> _Written exercise_: Pick out every line in the records below that contains the word "rock" and copy each one.

** start Supplied material **

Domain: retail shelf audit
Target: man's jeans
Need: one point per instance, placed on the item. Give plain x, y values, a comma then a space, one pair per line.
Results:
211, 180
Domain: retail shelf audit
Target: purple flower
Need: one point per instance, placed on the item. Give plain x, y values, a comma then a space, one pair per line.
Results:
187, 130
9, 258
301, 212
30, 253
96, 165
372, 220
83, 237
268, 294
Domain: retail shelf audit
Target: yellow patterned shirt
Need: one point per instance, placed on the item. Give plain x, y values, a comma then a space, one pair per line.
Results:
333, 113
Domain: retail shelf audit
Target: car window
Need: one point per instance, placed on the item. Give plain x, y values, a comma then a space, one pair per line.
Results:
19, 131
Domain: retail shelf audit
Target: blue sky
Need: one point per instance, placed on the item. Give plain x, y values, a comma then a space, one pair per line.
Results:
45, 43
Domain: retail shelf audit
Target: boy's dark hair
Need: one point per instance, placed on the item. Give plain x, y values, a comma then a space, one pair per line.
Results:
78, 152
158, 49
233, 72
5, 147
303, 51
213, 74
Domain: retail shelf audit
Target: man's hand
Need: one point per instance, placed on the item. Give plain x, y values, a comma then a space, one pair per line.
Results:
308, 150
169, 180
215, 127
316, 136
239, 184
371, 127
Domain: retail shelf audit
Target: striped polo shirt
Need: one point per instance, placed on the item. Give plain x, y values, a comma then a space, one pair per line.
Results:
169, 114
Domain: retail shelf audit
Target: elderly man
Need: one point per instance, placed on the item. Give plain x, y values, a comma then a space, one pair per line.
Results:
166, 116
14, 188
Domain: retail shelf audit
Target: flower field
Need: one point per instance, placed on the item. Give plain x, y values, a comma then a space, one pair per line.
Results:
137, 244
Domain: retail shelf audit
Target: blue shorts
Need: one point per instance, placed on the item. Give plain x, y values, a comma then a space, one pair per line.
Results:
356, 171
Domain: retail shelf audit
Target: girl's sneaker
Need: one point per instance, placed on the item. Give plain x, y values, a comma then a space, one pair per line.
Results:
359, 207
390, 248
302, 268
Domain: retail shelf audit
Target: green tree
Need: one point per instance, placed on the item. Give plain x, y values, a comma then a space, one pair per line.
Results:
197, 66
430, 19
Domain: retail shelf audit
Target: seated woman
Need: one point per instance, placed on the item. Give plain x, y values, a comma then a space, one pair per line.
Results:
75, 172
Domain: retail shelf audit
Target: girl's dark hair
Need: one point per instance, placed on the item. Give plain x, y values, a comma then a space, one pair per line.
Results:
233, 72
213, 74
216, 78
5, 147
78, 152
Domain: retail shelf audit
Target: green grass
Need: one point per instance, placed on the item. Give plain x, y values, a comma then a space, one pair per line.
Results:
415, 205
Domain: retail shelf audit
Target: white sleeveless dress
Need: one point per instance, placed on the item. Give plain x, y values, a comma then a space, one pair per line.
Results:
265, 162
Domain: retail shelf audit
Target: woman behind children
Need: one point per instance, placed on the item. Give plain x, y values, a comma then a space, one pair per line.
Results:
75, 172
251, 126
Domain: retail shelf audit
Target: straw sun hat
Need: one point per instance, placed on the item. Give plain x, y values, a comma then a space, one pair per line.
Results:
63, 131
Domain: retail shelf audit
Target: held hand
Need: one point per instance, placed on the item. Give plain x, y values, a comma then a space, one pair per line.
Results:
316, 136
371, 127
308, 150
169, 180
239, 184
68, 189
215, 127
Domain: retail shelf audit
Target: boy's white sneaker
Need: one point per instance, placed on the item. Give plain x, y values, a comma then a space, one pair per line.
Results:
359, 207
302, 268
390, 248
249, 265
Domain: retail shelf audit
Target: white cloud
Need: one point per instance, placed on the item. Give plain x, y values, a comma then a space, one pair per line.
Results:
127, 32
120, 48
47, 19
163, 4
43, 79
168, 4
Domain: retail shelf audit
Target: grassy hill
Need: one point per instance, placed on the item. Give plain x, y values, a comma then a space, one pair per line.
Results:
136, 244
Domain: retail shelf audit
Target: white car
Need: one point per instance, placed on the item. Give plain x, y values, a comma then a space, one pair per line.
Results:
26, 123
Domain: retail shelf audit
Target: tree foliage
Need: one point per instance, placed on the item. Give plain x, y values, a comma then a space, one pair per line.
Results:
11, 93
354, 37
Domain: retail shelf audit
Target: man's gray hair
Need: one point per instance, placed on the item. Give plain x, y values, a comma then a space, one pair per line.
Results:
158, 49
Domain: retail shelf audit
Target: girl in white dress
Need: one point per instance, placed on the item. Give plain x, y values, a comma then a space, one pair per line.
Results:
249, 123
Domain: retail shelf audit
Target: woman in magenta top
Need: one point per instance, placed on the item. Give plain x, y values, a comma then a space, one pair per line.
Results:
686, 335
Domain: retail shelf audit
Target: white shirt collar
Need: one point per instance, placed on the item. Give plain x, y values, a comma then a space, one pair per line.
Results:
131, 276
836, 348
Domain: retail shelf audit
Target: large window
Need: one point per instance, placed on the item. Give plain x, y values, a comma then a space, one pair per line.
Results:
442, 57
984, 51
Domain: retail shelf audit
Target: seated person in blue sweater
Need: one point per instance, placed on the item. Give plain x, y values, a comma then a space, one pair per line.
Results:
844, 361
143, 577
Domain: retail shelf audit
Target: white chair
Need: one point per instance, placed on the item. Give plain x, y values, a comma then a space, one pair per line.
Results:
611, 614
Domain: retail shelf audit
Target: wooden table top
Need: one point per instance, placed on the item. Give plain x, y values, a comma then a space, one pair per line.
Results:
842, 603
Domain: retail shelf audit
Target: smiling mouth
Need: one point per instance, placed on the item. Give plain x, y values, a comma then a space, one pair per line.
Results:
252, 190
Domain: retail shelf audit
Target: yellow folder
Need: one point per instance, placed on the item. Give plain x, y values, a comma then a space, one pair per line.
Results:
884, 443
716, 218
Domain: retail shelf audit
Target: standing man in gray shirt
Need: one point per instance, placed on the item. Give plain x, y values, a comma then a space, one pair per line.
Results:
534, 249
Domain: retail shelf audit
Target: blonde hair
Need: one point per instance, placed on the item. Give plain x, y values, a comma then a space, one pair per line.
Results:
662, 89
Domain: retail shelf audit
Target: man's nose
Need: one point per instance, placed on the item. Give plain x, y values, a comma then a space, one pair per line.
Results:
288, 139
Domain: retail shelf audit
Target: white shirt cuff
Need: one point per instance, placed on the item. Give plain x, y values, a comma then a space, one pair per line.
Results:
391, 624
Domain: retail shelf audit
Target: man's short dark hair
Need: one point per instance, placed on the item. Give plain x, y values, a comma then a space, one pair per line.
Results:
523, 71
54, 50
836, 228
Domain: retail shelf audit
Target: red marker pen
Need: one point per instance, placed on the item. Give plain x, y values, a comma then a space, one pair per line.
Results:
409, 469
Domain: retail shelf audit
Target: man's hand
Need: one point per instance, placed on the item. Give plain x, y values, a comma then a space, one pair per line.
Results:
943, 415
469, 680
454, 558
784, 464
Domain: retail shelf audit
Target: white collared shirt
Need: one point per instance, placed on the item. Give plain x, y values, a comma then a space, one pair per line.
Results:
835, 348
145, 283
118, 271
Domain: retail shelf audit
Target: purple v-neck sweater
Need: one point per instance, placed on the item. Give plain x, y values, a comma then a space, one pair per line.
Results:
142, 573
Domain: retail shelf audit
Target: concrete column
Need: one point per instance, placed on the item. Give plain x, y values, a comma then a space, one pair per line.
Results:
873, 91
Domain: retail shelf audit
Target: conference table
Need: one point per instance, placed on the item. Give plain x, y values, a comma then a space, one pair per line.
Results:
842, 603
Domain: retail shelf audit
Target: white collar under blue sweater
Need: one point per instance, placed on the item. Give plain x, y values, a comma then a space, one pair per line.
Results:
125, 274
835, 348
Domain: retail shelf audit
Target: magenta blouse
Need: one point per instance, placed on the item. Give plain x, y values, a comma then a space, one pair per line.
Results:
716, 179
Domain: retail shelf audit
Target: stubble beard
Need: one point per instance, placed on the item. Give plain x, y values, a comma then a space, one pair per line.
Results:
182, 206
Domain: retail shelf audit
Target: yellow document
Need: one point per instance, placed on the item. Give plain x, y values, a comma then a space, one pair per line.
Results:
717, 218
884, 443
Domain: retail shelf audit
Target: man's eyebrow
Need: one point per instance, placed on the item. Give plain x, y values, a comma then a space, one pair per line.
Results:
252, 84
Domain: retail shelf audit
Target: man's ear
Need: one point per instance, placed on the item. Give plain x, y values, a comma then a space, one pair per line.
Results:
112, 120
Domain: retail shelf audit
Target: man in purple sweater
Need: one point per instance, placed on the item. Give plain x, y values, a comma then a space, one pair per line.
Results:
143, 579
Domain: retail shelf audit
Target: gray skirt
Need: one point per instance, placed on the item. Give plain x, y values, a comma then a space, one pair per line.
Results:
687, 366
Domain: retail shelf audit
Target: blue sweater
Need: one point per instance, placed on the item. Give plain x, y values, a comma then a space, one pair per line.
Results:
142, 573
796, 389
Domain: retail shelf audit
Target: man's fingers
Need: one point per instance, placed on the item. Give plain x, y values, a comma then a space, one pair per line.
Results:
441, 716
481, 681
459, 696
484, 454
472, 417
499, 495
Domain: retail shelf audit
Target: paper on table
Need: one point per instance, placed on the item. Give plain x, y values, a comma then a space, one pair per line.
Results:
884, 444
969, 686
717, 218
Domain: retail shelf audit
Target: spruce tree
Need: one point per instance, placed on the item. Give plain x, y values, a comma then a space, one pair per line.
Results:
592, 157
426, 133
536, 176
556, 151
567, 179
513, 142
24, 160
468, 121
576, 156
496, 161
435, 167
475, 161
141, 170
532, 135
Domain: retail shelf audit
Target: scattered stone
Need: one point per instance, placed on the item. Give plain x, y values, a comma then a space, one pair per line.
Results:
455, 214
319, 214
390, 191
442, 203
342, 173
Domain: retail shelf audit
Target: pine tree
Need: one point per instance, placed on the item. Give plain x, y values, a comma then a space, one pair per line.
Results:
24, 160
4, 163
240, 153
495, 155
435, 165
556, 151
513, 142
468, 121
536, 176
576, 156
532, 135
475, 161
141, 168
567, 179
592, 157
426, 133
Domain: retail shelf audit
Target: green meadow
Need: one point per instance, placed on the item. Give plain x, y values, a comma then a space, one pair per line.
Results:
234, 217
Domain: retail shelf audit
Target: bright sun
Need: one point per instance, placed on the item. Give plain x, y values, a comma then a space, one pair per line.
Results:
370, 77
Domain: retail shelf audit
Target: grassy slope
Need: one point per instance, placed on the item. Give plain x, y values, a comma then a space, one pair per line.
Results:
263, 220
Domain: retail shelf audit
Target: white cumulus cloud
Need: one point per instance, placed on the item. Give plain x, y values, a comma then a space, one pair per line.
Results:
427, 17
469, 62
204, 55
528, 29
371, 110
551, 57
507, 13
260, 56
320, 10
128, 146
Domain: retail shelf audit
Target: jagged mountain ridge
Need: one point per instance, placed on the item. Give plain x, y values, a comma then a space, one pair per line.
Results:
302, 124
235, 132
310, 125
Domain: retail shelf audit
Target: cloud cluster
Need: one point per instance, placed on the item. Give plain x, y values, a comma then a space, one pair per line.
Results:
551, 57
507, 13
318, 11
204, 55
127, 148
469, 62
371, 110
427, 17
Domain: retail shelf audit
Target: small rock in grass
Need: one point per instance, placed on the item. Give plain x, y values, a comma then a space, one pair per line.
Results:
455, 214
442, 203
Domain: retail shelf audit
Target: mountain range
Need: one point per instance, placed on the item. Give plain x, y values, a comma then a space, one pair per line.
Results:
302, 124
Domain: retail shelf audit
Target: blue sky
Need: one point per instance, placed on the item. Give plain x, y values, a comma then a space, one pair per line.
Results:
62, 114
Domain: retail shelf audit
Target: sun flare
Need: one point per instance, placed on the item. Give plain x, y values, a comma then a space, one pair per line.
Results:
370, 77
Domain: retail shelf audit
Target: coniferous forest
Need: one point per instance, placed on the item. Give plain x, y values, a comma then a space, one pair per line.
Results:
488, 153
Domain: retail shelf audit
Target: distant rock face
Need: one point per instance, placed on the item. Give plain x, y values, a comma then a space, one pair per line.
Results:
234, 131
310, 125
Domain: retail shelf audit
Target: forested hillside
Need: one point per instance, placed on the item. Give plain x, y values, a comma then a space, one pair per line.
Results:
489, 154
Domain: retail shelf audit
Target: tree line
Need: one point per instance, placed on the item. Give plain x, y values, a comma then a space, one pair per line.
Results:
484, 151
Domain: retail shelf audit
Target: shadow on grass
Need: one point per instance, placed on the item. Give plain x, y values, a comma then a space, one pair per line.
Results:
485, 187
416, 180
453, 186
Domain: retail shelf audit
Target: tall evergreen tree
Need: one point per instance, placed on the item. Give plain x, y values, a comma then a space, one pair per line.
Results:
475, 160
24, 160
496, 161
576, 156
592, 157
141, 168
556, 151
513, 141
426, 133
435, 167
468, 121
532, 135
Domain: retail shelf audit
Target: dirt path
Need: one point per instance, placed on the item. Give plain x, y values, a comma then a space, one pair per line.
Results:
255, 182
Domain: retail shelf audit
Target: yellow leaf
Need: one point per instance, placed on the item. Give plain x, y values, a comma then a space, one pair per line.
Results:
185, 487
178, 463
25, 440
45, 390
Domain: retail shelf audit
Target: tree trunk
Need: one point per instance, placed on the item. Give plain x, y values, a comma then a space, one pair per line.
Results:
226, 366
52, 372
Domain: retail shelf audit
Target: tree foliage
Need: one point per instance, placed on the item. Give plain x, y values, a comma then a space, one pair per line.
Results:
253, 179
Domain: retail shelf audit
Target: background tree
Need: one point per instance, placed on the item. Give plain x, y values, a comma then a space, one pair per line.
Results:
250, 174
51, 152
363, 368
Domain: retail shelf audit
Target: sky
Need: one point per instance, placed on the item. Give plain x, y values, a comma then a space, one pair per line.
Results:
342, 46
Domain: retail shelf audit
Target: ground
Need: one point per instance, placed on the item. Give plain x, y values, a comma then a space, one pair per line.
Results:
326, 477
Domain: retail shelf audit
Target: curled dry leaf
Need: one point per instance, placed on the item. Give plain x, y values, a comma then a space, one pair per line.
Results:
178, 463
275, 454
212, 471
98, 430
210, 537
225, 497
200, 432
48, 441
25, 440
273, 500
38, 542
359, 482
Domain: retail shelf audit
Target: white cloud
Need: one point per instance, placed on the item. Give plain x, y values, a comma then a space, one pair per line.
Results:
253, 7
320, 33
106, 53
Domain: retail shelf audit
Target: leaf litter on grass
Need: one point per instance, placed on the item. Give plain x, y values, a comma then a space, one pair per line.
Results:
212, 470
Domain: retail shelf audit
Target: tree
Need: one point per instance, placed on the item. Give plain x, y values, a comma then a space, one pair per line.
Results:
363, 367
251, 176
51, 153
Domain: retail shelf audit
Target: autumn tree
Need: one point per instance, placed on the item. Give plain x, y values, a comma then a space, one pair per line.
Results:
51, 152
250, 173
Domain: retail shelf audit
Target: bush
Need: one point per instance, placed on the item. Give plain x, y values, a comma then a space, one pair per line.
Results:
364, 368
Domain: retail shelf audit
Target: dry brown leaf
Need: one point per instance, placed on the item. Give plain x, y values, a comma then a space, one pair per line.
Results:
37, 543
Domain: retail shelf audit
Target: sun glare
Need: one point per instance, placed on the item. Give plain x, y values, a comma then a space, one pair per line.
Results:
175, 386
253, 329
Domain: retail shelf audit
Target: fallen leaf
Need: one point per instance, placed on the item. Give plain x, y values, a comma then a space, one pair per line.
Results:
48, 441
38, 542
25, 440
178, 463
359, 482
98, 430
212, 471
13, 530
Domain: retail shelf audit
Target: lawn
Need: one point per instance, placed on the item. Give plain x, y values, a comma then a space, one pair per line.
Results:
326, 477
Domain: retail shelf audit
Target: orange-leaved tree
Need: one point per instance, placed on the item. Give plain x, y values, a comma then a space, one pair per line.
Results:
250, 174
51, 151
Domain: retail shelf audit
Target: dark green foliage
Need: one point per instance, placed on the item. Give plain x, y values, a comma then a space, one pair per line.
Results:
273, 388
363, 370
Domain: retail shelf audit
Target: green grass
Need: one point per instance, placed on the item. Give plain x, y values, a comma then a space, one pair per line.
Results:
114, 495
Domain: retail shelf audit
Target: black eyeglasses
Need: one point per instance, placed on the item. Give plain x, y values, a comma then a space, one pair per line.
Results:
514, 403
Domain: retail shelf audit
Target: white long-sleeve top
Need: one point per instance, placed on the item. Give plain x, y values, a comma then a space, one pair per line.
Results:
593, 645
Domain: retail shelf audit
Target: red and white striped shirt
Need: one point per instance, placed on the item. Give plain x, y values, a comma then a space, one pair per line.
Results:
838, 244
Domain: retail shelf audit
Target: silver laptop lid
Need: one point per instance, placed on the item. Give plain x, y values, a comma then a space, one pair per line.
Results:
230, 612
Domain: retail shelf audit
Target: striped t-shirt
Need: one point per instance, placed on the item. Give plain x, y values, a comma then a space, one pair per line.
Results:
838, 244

** end Supplied material **

> _Task output_:
Target: small rock in grass
Target: distant rock face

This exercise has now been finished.